**Task prompt:** Reproduce every one of the rows below word for word, leaving out the pictures.

───── Data to use

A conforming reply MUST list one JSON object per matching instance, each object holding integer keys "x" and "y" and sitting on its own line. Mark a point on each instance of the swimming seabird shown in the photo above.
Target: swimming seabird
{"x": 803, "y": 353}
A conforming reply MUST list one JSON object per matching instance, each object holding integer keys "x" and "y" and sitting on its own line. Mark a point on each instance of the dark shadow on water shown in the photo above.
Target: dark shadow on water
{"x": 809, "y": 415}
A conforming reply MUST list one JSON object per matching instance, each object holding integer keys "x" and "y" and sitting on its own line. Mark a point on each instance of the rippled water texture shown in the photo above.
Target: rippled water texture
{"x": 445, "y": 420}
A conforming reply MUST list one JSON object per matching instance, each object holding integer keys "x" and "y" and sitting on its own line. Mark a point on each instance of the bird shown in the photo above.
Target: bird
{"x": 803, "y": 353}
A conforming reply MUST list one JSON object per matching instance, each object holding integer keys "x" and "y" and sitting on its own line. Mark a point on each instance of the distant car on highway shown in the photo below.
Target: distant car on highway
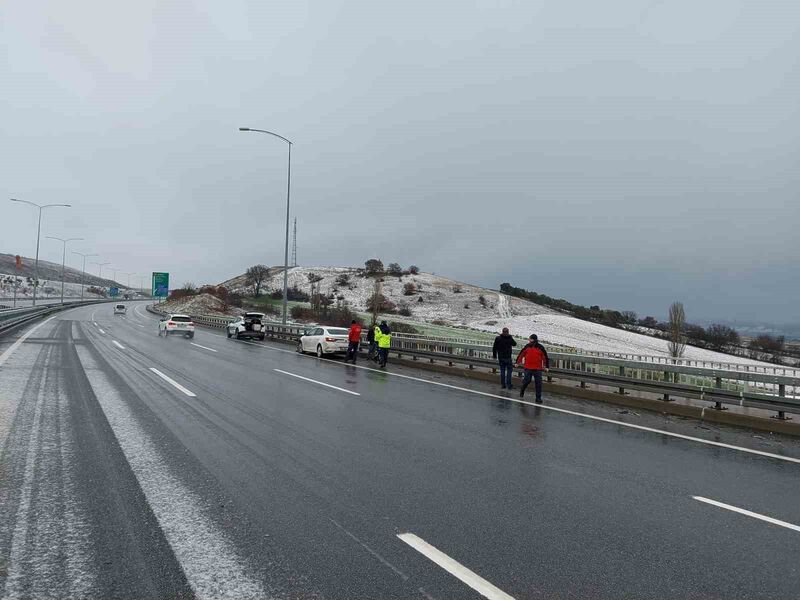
{"x": 323, "y": 340}
{"x": 172, "y": 324}
{"x": 248, "y": 325}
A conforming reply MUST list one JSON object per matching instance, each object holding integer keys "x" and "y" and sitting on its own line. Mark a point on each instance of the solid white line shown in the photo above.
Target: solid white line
{"x": 318, "y": 382}
{"x": 203, "y": 347}
{"x": 742, "y": 511}
{"x": 7, "y": 354}
{"x": 472, "y": 579}
{"x": 211, "y": 561}
{"x": 549, "y": 407}
{"x": 170, "y": 380}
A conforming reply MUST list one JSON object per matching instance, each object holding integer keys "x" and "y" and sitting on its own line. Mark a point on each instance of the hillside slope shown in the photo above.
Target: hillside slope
{"x": 439, "y": 300}
{"x": 441, "y": 303}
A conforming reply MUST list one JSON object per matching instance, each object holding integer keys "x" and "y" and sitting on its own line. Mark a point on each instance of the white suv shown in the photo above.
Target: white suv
{"x": 180, "y": 324}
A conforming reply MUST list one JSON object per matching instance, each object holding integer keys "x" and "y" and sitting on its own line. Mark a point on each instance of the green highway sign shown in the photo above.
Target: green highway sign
{"x": 160, "y": 285}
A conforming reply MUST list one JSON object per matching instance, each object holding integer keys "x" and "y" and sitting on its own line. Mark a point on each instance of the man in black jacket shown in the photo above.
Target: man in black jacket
{"x": 501, "y": 350}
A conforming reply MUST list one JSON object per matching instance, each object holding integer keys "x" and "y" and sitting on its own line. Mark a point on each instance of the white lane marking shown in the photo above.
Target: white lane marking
{"x": 549, "y": 407}
{"x": 749, "y": 513}
{"x": 210, "y": 560}
{"x": 171, "y": 381}
{"x": 456, "y": 569}
{"x": 203, "y": 347}
{"x": 318, "y": 382}
{"x": 7, "y": 354}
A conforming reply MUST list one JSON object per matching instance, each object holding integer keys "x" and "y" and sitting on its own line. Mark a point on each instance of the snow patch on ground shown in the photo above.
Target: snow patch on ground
{"x": 569, "y": 331}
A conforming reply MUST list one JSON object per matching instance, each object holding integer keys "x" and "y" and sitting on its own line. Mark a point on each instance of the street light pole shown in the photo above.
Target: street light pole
{"x": 63, "y": 258}
{"x": 83, "y": 269}
{"x": 38, "y": 235}
{"x": 100, "y": 271}
{"x": 288, "y": 190}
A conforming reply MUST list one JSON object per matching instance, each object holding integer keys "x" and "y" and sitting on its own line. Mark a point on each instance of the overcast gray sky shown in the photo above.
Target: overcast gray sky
{"x": 622, "y": 153}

──────────

**Worked solution:**
A conforming reply MUST list one JSON object per matching instance, each object holding integer keys "x" and "y" and sitting on its own line. Mark a point on each instance of the swimming seabird shown in the photo above.
Target: swimming seabird
{"x": 803, "y": 353}
A conforming reply MUST list one JSON object per matching instance, each object holding integer keys "x" and "y" and sitting on its own line. Mark a point on each instance of the dark shadow on water shown in the photo above.
Target: dark shadow on water
{"x": 809, "y": 415}
A conforming reply MUST list one JSON object per matching instance, each object holding integer keys "x" and "y" and sitting on its own line. Mark a point on each instance of the rippled water texture shown in the photo above.
Target: rippled water texture
{"x": 445, "y": 420}
A conforming reply MUST list one JSON object per matching instance, each object holding integer keys "x" and "y" and sitting on its own line. Mark a point on each instance of the bird shown in the photo above.
Target: bird
{"x": 803, "y": 353}
A conforming reply MUST list one JSON object per matching instance, each object holding integer keys "x" and "y" and sitting on its own line. Mark a point on each instance of the distant car on highway shown in the photo below.
Target: distant car on highway
{"x": 323, "y": 340}
{"x": 172, "y": 324}
{"x": 248, "y": 325}
A conforming reply MUST list one JSON object per matching instance, each object holding integer keys "x" and "y" and sitting on its own line. Mark a point on each instance of the solid white line shown in the photo above.
Target: solid white line
{"x": 318, "y": 382}
{"x": 203, "y": 347}
{"x": 742, "y": 511}
{"x": 7, "y": 354}
{"x": 472, "y": 579}
{"x": 211, "y": 561}
{"x": 549, "y": 407}
{"x": 170, "y": 380}
A conforming reply MUST list one JSON object per matching instance, each object holding integer keys "x" and "y" and sitting on its own line. Mark a point on each instance of the hillside slope shown in the photo above.
Target: hillside slope
{"x": 439, "y": 300}
{"x": 441, "y": 303}
A conforming reply MUST list one JSON object per matching instance, each object holding integer keys "x" and "y" and sitting on its own line. Mark a point on each instance of the white suv shown in the photo above.
Target: white suv
{"x": 180, "y": 324}
A conforming reply MUST list one JSON object per matching instance, each object holding integer keys "x" and "y" and sitting on its own line. Mark a point on each instance of the green highway sign shown in the photo above.
Target: green highway sign
{"x": 160, "y": 285}
A conforming reply MUST list one JSON object per matching instance, each object holding integer keys "x" and "y" and sitting on its own line. Mark a point on each instance of the man in black jacket shown in the photo above.
Target: man in black jacket
{"x": 501, "y": 350}
A conforming reply MUST list one JSON object per matching instance, each object holding integer keys "x" and "y" and sitting on its own line. Mark a point on each instance of the white lane marking shown in the photo above.
Target: white lane marking
{"x": 549, "y": 407}
{"x": 749, "y": 513}
{"x": 210, "y": 560}
{"x": 171, "y": 381}
{"x": 456, "y": 569}
{"x": 203, "y": 347}
{"x": 318, "y": 382}
{"x": 7, "y": 354}
A conforming reply MUST list one JSON object per matching instance, each object holding integer keys "x" and "y" and sitting on its own line. Mark a point on each instance of the snow patch on ground shown in the photo above.
Target: snow patch on ground
{"x": 569, "y": 331}
A conforming reply MUST list one JSON object per matching instance, each object holding integer keys "x" and "y" and sitting on its own line. Mark a point on each instance of the street light pole shown in the photo above.
Target: street light pole
{"x": 63, "y": 258}
{"x": 83, "y": 269}
{"x": 38, "y": 235}
{"x": 100, "y": 271}
{"x": 288, "y": 190}
A conforming reply MUST list one JSON object per matching instance, each object holding integer keys "x" and "y" and sitting on its own line. Mark a point on each instance of the overcast gray sky shown in the photo above.
Target: overcast gray sky
{"x": 622, "y": 153}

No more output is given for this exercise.